* **Image-grounded pointing data**:
--- --- ---

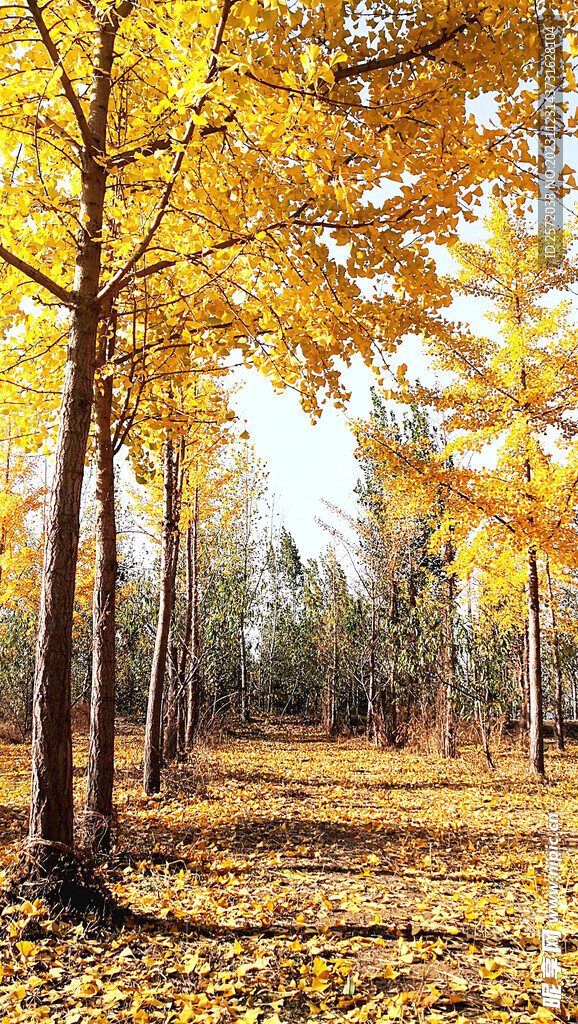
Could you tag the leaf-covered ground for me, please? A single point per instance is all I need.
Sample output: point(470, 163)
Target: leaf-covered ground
point(282, 877)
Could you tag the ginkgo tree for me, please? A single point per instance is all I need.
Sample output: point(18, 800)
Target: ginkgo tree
point(514, 395)
point(250, 131)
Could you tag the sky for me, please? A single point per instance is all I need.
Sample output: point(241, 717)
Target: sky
point(307, 463)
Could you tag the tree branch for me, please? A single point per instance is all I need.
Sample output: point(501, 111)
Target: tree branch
point(116, 283)
point(120, 160)
point(354, 71)
point(66, 297)
point(71, 95)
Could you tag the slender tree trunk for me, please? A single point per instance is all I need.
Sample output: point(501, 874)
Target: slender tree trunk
point(371, 682)
point(559, 718)
point(101, 743)
point(447, 718)
point(153, 730)
point(171, 719)
point(243, 667)
point(525, 691)
point(51, 828)
point(183, 689)
point(194, 696)
point(535, 670)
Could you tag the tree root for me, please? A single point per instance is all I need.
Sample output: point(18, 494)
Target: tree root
point(66, 883)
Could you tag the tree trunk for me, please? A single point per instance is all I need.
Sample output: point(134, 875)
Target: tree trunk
point(447, 727)
point(170, 738)
point(371, 682)
point(535, 670)
point(153, 730)
point(194, 688)
point(51, 828)
point(559, 719)
point(101, 743)
point(525, 691)
point(243, 667)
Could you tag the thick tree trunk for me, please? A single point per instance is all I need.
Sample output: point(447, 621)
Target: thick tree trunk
point(559, 718)
point(153, 730)
point(535, 670)
point(101, 744)
point(50, 833)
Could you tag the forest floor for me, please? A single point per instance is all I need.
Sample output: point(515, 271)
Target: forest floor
point(282, 878)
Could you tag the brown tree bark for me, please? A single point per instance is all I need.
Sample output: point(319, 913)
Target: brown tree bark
point(98, 805)
point(559, 718)
point(170, 738)
point(524, 690)
point(535, 670)
point(51, 830)
point(447, 727)
point(371, 695)
point(194, 686)
point(245, 713)
point(153, 729)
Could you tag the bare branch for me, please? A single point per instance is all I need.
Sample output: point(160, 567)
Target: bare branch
point(66, 297)
point(56, 59)
point(116, 283)
point(354, 71)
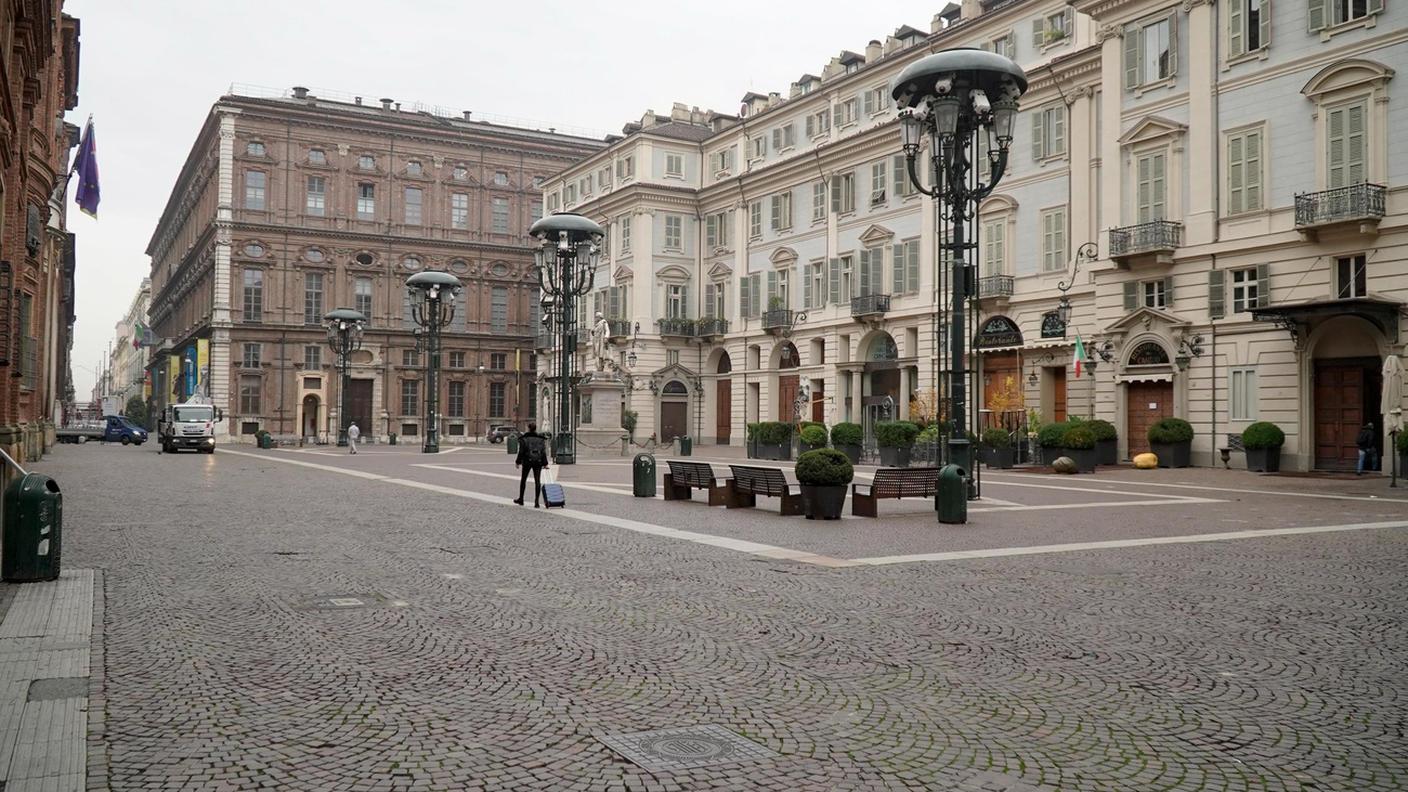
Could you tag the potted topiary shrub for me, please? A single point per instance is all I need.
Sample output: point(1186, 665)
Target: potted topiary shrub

--- --- ---

* **ASSIGNMENT**: The output is the data above, repeated exactly, with pictures omitted.

* **WRITTEN SOLUTION**:
Could you tag the leaf-covered ground for me, please? A single point per instance is all I need.
Sample output: point(470, 163)
Target: leaf-covered ground
point(282, 877)
Could you tag the ginkgo tree for me, please? A single point per instance is all I need.
Sample output: point(18, 800)
Target: ginkgo tree
point(514, 395)
point(250, 131)
Could you tag the sky for me, please? A single point per instance is all I need.
Sample output: point(241, 717)
Target: sky
point(307, 463)
Could you tag the tree branch for me, please? A single point per instance is all I need.
Sample output: point(501, 111)
Target: tree branch
point(116, 283)
point(120, 160)
point(354, 71)
point(66, 297)
point(71, 95)
Could you tag the slender tree trunk for me, please? A single point per instance is all I need.
Sample output: point(501, 874)
Target: slender tree trunk
point(371, 682)
point(559, 718)
point(101, 743)
point(447, 718)
point(153, 730)
point(171, 719)
point(243, 667)
point(525, 691)
point(51, 828)
point(183, 689)
point(194, 696)
point(535, 670)
Could you tag the tree root for me, please? A single point per instance is all I need.
Sample output: point(18, 494)
Target: tree root
point(66, 883)
Could you tag the tree trunk for me, please? A single point per instance is all I need.
Sample output: point(134, 875)
Target: tree trunk
point(447, 727)
point(170, 738)
point(371, 682)
point(535, 670)
point(153, 730)
point(194, 688)
point(51, 828)
point(559, 719)
point(101, 743)
point(525, 691)
point(243, 667)
Could you tag the thick tree trunk for me, please? A single point per instance is all I need.
Sample output: point(447, 621)
Target: thick tree trunk
point(559, 718)
point(153, 730)
point(535, 670)
point(101, 744)
point(50, 833)
Could you tag the forest floor for me, please? A single point per instance is all I need.
Sample output: point(515, 271)
Target: forest floor
point(282, 878)
Could you tag the brown tree bark for me, please? A single point per instance is all I need.
Sample output: point(319, 913)
Target: brown tree bark
point(98, 805)
point(559, 718)
point(170, 738)
point(524, 690)
point(535, 670)
point(51, 830)
point(447, 727)
point(371, 695)
point(194, 686)
point(245, 713)
point(153, 729)
Could you tag the bare branch for me, please? A single point per instance is all I need.
Sample output: point(160, 567)
Target: bare branch
point(66, 297)
point(56, 59)
point(116, 283)
point(354, 71)
Could you tag the potted topiary shrub for me, please? A single point per instance is all I need.
Sample output: point(1186, 665)
Target: potted topiary shrub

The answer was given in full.